• **Exercise**
Please count the lines in the records below that contain the word "Confirm". Give only that number.

Dataset records:
━━━━

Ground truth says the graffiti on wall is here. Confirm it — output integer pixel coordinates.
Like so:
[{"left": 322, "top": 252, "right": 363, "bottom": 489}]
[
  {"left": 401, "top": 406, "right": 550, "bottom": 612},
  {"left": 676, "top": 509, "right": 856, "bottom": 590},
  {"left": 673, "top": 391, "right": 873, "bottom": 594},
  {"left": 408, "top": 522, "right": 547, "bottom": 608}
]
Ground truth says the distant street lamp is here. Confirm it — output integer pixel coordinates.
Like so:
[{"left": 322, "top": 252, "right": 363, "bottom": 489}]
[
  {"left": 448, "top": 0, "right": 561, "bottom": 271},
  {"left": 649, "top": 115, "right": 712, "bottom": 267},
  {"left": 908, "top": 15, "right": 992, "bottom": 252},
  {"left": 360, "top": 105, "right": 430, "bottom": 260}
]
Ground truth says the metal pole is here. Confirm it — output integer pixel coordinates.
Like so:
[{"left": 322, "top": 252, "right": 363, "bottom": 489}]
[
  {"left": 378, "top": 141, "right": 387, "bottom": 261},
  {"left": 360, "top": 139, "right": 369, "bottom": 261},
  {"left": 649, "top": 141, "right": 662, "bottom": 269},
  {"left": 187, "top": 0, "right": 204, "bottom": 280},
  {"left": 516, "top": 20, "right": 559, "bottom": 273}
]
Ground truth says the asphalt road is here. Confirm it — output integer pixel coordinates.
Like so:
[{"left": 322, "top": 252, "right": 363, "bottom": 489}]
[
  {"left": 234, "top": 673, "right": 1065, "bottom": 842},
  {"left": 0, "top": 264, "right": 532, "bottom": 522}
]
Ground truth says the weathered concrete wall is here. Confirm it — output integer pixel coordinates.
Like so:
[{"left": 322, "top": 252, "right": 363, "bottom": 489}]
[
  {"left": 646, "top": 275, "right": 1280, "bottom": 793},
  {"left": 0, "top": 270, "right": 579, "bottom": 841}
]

━━━━

• **Worked answer**
5